▶ _What to produce_:
Exact copies of all the lines below are wanted, without a single picture.

▶ _Material for this exercise_:
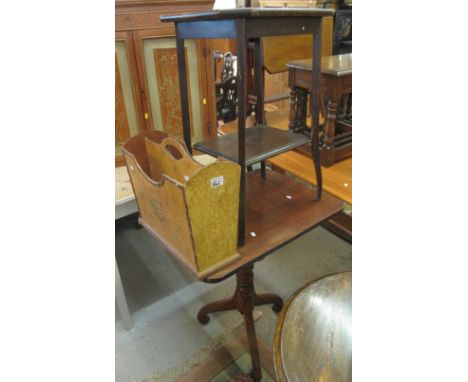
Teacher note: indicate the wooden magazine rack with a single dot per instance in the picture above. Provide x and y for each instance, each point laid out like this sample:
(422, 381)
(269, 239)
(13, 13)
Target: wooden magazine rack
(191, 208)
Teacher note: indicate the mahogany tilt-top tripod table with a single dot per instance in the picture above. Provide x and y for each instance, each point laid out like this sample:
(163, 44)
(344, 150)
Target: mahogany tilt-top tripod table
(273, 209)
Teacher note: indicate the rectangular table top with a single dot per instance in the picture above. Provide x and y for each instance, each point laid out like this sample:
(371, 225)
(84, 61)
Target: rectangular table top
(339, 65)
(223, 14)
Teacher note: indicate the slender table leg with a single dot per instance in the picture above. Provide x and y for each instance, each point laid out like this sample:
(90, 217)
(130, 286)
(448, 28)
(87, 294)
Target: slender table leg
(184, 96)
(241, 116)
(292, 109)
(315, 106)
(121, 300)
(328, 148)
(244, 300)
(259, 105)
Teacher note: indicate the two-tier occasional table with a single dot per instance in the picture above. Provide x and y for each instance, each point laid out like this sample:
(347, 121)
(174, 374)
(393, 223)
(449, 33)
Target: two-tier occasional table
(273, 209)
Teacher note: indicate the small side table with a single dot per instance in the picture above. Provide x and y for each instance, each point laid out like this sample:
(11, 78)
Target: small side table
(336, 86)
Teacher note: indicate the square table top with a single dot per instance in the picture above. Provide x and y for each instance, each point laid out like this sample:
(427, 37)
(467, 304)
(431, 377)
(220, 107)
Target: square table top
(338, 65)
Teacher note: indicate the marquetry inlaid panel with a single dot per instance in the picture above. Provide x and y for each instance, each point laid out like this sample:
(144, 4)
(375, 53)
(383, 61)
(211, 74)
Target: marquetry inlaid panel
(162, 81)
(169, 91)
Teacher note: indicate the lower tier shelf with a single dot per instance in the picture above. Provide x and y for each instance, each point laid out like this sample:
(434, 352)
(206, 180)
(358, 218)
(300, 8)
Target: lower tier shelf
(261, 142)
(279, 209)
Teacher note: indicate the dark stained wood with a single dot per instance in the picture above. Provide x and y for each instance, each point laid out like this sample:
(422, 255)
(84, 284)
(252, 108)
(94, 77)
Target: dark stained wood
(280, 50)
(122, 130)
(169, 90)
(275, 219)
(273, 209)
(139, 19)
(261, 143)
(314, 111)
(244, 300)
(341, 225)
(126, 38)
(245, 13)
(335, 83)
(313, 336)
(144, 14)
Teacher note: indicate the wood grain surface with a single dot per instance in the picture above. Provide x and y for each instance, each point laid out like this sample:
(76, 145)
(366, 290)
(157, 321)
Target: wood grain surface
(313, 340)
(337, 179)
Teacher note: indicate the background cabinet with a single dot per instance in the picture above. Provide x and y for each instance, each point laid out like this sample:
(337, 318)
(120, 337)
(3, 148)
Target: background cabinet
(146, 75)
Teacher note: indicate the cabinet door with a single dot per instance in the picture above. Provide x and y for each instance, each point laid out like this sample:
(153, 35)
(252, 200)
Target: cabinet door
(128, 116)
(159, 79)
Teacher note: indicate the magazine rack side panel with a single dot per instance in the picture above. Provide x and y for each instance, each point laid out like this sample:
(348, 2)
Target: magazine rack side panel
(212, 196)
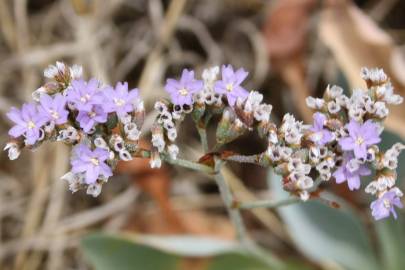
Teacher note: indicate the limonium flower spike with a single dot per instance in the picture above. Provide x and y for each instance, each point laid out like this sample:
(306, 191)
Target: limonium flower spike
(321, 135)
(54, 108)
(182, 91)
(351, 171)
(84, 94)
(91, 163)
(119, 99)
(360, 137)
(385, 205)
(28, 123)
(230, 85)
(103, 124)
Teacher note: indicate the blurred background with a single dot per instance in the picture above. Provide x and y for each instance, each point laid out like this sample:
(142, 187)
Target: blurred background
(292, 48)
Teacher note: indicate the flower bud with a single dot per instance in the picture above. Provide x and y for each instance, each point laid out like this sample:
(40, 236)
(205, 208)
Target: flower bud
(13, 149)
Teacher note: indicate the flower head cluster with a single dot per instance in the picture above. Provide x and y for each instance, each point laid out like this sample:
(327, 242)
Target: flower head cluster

▶ _Answer below_:
Teacher note: indicate the wooden magazine rack with a single dot per instance in the picture above. Provide x and y for each instance, each point laid out like this sample:
(422, 381)
(269, 239)
(13, 13)
Target: wooden magazine rack
(191, 208)
Teacher note: indicate the mahogany tilt-top tripod table with a single dot per instance in the picture above. Provide x and y for each instance, each point laid out like this sample:
(163, 44)
(344, 150)
Target: mahogany tilt-top tripod table
(273, 209)
Teacher note: indicate the rectangular table top with a single dot per instance in the picture above. Provide x and y for each instance, each point laid out like this sample:
(371, 225)
(84, 61)
Target: rectangular table top
(339, 65)
(223, 14)
Teacher note: indicate the slender table leg with a single dot per instance in the picture above. Provide x and y for each instance, each point laid out like this sample:
(90, 217)
(130, 286)
(448, 28)
(87, 294)
Target: slender table leg
(184, 96)
(241, 116)
(292, 109)
(315, 106)
(121, 300)
(328, 148)
(244, 300)
(259, 105)
Teacher note: indicate the two-tier occasional table with a single dot per instance in the picture above. Provide x and y for each instance, each point laid out like this sample:
(347, 121)
(174, 374)
(393, 223)
(449, 33)
Target: two-tier occasional table
(273, 209)
Teacher note: indicate the small side table with a single dot per instance in the picture above. Provide x and y for each instance, each point laid out like this sample:
(11, 78)
Target: small side table
(336, 86)
Teacher note: indicate the square table top with a single dot per instance in the picture above. Provide x and y for each instance, each point laid out like this sample:
(427, 37)
(467, 304)
(431, 377)
(220, 107)
Target: square table top
(338, 65)
Teacher note: indicate the marquetry inlaid panel with a single dot per instance in the picture above. Provide x and y for each instance, each point laid out like this sample:
(144, 4)
(375, 53)
(383, 61)
(211, 74)
Target: marquetry inlaid panel
(162, 81)
(169, 91)
Teacher note: indicate the lower tier shelf with a single dot per instance in the picture above. Provide x and y for each instance, each point laid out like this sample:
(434, 352)
(206, 180)
(358, 218)
(300, 8)
Target: lower tier shelf
(261, 142)
(279, 209)
Teacher note: indicate the dark stained wood with a single dot per instance in the picture above. Provide x and y for each instance, each point laid out like this sample:
(422, 255)
(84, 284)
(252, 108)
(94, 77)
Target: dark stained wood
(280, 50)
(122, 130)
(169, 90)
(275, 219)
(273, 209)
(139, 19)
(261, 143)
(314, 111)
(244, 300)
(341, 225)
(126, 38)
(245, 13)
(335, 83)
(313, 336)
(144, 14)
Teacher note: indicate the wood grain surface with a single dot per instance in the picture above. Provide x and y for each instance, each point laid out like this sample:
(76, 145)
(366, 290)
(157, 321)
Target: wood grain surface
(313, 340)
(337, 179)
Teacher note: indicate the background cabinet with a single dot per instance in the picture above. Provide x and y for each instance, each point laid out like this sample:
(337, 318)
(120, 337)
(3, 148)
Target: background cabinet
(146, 75)
Teacher note: indicate the cabinet door with a single dot per instance in the picture above. Provide x and y for each instance, each point laid out like this sample:
(153, 35)
(252, 200)
Target: cabinet door
(128, 116)
(159, 79)
Teacher note: indicate the magazine rack side panel with a single dot per instance in the picture above. Provide x and y for each instance, each point laid out like this sample:
(348, 2)
Target: magazine rack side panel
(212, 196)
Teacher note: indicate the limonium flower spike with a single dot per instance in the picture above. Provide x and y for each instance, each point laid out like this sample:
(306, 191)
Target: limonium flower spike
(321, 135)
(54, 108)
(182, 91)
(351, 171)
(84, 94)
(91, 163)
(119, 99)
(360, 137)
(385, 205)
(28, 123)
(230, 85)
(103, 124)
Teacher note: indicate the blurred background with a single dot per instance in the picture above. Provide x and y for each instance, each point laid out like this sample:
(142, 187)
Target: blurred background
(292, 48)
Teacher note: indicate the flower bud with a single dot per instance in the picture above. Provide x and y for each instance, each point laid out like this sample:
(40, 236)
(205, 208)
Target: flower bud
(13, 149)
Teacher note: indicate the flower head cluster with a single dot per instance in the picture above. Provide x and y for each instance, each point laid out like this sample:
(327, 242)
Target: flower head cluster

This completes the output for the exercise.